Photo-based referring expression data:
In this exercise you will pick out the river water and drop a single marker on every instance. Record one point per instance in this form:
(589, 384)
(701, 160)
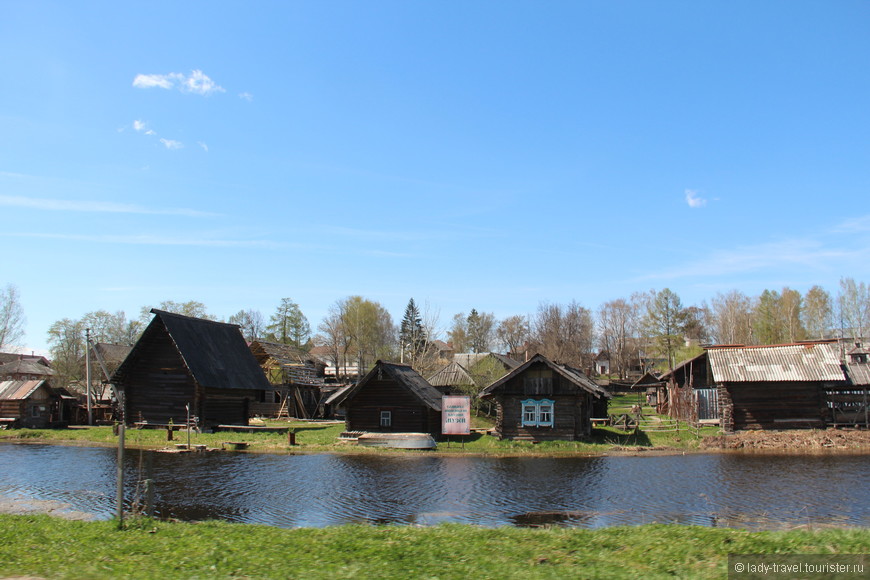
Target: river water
(735, 490)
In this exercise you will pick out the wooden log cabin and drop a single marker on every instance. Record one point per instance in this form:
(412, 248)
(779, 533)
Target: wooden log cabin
(392, 398)
(776, 387)
(543, 401)
(180, 361)
(26, 403)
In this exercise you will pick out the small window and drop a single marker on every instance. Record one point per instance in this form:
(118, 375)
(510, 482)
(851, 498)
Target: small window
(538, 413)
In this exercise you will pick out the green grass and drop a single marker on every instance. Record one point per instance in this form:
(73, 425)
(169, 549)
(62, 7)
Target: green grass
(322, 437)
(53, 548)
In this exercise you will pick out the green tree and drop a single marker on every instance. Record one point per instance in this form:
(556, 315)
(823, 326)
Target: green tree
(289, 325)
(413, 339)
(665, 323)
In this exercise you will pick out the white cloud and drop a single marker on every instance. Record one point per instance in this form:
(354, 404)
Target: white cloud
(151, 81)
(693, 200)
(151, 240)
(198, 83)
(171, 143)
(44, 204)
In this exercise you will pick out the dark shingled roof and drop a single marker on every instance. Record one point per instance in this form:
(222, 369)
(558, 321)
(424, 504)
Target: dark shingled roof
(402, 374)
(215, 353)
(573, 375)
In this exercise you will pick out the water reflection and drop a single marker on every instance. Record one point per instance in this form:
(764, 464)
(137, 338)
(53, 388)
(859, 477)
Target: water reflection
(756, 492)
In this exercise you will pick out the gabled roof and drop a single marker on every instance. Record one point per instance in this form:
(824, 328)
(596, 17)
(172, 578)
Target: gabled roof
(812, 361)
(18, 390)
(215, 353)
(284, 354)
(469, 359)
(575, 376)
(451, 375)
(25, 367)
(402, 374)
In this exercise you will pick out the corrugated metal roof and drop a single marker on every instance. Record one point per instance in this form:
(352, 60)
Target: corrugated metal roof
(789, 362)
(18, 390)
(450, 376)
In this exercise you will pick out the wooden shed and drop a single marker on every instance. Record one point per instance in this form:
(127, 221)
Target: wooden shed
(180, 361)
(776, 387)
(392, 398)
(26, 403)
(541, 401)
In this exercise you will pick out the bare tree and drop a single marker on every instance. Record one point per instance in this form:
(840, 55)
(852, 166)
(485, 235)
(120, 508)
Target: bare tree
(854, 306)
(618, 322)
(513, 333)
(564, 333)
(11, 318)
(732, 318)
(250, 322)
(817, 313)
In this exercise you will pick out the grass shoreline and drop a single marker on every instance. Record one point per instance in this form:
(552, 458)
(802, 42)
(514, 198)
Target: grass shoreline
(51, 548)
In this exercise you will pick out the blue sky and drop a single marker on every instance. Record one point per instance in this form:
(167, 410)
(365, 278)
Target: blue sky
(489, 155)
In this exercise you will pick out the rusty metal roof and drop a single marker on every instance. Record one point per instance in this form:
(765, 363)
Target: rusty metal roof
(18, 390)
(787, 362)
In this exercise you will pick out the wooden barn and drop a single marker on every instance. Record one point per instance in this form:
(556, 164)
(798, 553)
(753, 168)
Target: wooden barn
(776, 387)
(296, 378)
(542, 401)
(181, 361)
(392, 398)
(27, 403)
(687, 393)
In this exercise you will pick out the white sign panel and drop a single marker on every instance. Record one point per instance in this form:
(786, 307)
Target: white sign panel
(455, 415)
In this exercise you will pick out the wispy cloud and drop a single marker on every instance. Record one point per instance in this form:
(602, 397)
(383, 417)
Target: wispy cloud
(171, 143)
(44, 204)
(693, 200)
(150, 240)
(197, 83)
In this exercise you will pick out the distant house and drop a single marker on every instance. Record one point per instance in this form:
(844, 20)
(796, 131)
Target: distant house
(182, 362)
(297, 381)
(27, 403)
(25, 369)
(452, 379)
(391, 398)
(541, 400)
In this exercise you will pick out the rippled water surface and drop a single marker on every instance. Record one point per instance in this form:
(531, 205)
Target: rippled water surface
(751, 491)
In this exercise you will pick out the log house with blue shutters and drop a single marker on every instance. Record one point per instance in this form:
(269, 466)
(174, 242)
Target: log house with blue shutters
(544, 401)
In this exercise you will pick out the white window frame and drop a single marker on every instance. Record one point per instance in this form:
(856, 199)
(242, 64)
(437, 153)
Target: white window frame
(538, 412)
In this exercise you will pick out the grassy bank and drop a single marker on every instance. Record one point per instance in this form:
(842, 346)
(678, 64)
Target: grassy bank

_Problem description_: Pictures don't belong in the copy. Restate all the entries exactly.

_Output of the task_:
In this exercise you will pick out the river water and drop a single marker on every instance. Record one point per instance in this form:
(589, 384)
(701, 160)
Target: river water
(735, 490)
In this exercise you will pick out the wooden log cabin and drop a single marker on every instance. Record one point per instance in this form:
(412, 248)
(779, 533)
Target: wooden log cabin
(392, 398)
(776, 387)
(543, 401)
(180, 361)
(26, 403)
In this exercise you will pick out the small window and drop a single marker on every instance. Record one point per instance in this form:
(118, 375)
(510, 482)
(851, 498)
Target: small window
(538, 413)
In this exercise you will pick out the green grass and drop a single marker on every instance. Record one point per instance in this form:
(73, 425)
(169, 549)
(62, 7)
Target: green grass
(322, 437)
(53, 548)
In this exercise you will pick out the green tree and drop a single marker on every instance. Record one point per instance in this form:
(556, 315)
(823, 326)
Target: green tree
(289, 325)
(413, 339)
(665, 323)
In this exercise you will pick out the white cloud and drop a single marker on every instance. Record one point per instance in this form:
(354, 404)
Target: white cloud
(151, 81)
(693, 200)
(151, 240)
(198, 83)
(171, 143)
(44, 204)
In this exercise you will pick out the dark shingled roof and drop a single marker on every instance. Record one point per instance in this form:
(222, 369)
(558, 321)
(424, 504)
Target: dark shingled roof
(402, 374)
(215, 353)
(573, 375)
In this exercise you will pick out the water reflection and drop a single marker on every instance. Record one point per instance in this form:
(764, 464)
(137, 338)
(53, 388)
(859, 477)
Target: water reflection
(756, 492)
In this exercise you will pick out the gabled roof and drop a single marker on every instance. Record one point per instance in this form:
(824, 328)
(596, 17)
(172, 578)
Target: gabled roof
(812, 361)
(18, 390)
(215, 353)
(284, 354)
(469, 359)
(575, 376)
(451, 375)
(25, 367)
(402, 374)
In this exercise you will pick out the corrugated metal roof and drop a single marker on every instance. Record one point per instance in this form:
(352, 60)
Target: corrugated metal roof
(789, 362)
(18, 390)
(450, 376)
In this exercise you will pick out the wooden shed and drop a single marker on every instance. Record one point per instance in this form:
(127, 221)
Target: wooden shed
(180, 361)
(776, 387)
(392, 398)
(26, 403)
(541, 401)
In this exercise you will pick out the bare tree and drop a single marker on every instance. Record one point per instance in this form:
(840, 55)
(852, 166)
(485, 235)
(120, 508)
Target: bare tree
(854, 306)
(618, 322)
(513, 333)
(564, 333)
(11, 318)
(732, 318)
(250, 322)
(817, 313)
In this exercise you will pick out the grass shoreline and drop a single marker on every instance. Record one point per instance in this form:
(552, 458)
(802, 42)
(514, 198)
Target: grass shoreline
(51, 548)
In this exercise you will pick out the blue sky and drop a single marker on every instance. Record one point per instance in this form:
(167, 410)
(365, 278)
Target: blue sky
(489, 155)
In this exercise you will pick out the rusty metal roof and drop a single marker on every instance. Record one point per instance in this form:
(765, 363)
Target: rusty metal roof
(18, 390)
(787, 362)
In this exercise you will pick out the wooden barn and drop a single marker on every instance. Record one point per instance in this form:
(556, 164)
(798, 553)
(753, 168)
Target: wooden barn
(776, 387)
(296, 378)
(542, 401)
(181, 361)
(392, 398)
(27, 403)
(687, 393)
In this exercise you will pick out the white sign panel and drop a single marker on every instance. Record one point per instance in this form:
(786, 307)
Target: white sign panel
(455, 415)
In this exercise you will pick out the wispy cloud and drop a single marker on every instance. Record one point per instance in this form:
(602, 397)
(383, 417)
Target: wispy cloud
(171, 143)
(44, 204)
(693, 200)
(150, 240)
(197, 83)
In this exercise you will pick out the distant house and drop a single marker on every instance. Record one point per instance in this form:
(844, 20)
(796, 131)
Target: distant house
(182, 362)
(297, 381)
(27, 403)
(25, 369)
(452, 379)
(391, 398)
(541, 400)
In this exercise you will pick out the rippled water surface and drop a single marker on every instance. Record one point per instance in this form:
(531, 205)
Target: rippled water surface
(751, 491)
In this exercise you will pick out the log house with blue shutters and drop a single marker on every instance. Record one point per instance in this form:
(269, 466)
(174, 242)
Target: log house with blue shutters
(544, 401)
In this exercise you will pick out the white window frame and drop a single marker on every instance. Record one point per instance in this form:
(856, 199)
(242, 64)
(437, 153)
Target: white window frame
(538, 412)
In this exercise you will pick out the grassy bank and drop a single marker on every instance. Record one point per instance in this form:
(842, 346)
(678, 64)
Target: grassy bank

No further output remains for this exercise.